─── Excerpt to read

Many promising firms fall into the ‘scale-up gap’: too advanced for venture capital, but too early-stage for traditional private equity. This bottleneck reduces the pool of investible opportunities and subsequently pushes high-potential companies abroad.

3. Capability and access challenges

Not all pension schemes have the internal resource or specialist capability to assess, price and monitor private equity deals. This creates an uneven playing field and limits the overall flow of domestic capital into scaling UK companies.

A UK scale-up fund: The opportunity

There are pragmatic, implementable solutions that could support a healthier, more investible UK private equity ecosystem. Central to these is the creation of a UK scale-up fund – a targeted intervention that aligns long-term institutional capital with the UK’s growth ambitions.

A national-scale fund, governed independently and backed by institutional investors, could transform the landscape by addressing the structural weaknesses outlined.

1. Improved liquidity and healthier valuations

A scale-up fund would provide founders with access to domestic patient capital, reducing dependence on distressed or heavily discounted overseas financing. This would support more robust valuations and should result in more value creation kept within the UK.

2. A stronger pipeline of investible opportunities

By backing companies through the critical scale-up phase, the fund would expand the number of UK businesses that ultimately become attractive to institutional investors. This helps build a sustainable, repeatable pipeline of high-quality opportunities, something the UK currently lacks.

3. Greater market access for smaller schemes

A pooled model facilitates participation in private equity for smaller pension schemes by offering enhanced diversification, collective due diligence, comprehensive risk assessment, and access to specialised expertise. This approach broadens access to private markets and contributes to improved outcomes for millions of savers.

──────
─── Provided data

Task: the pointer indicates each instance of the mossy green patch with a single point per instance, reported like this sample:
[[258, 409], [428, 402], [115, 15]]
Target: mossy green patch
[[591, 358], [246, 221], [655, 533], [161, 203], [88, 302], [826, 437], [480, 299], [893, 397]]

──────

Exercises:
1. Copy out the part of the UK scale-up fund excerpt that begins with the words "Not all pension" and ends with "UK’s growth ambitions.".
2. Translate this sentence from the UK scale-up fund excerpt into Spanish: "A national-scale fund, governed independently and backed by institutional investors, could transform the landscape by addressing the structural weaknesses outlined."

Responses per task:
1.
Not all pension schemes have the internal resource or specialist capability to assess, price and monitor private equity deals. This creates an uneven playing field and limits the overall flow of domestic capital into scaling UK companies.

A UK scale-up fund: The opportunity

There are pragmatic, implementable solutions that could support a healthier, more investible UK private equity ecosystem. Central to these is the creation of a UK scale-up fund – a targeted intervention that aligns long-term institutional capital with the UK’s growth ambitions.

2. Un fondo de escala nacional, gobernado de forma independiente y respaldado por inversores institucionales, podría transformar el panorama al abordar las debilidades estructurales señaladas.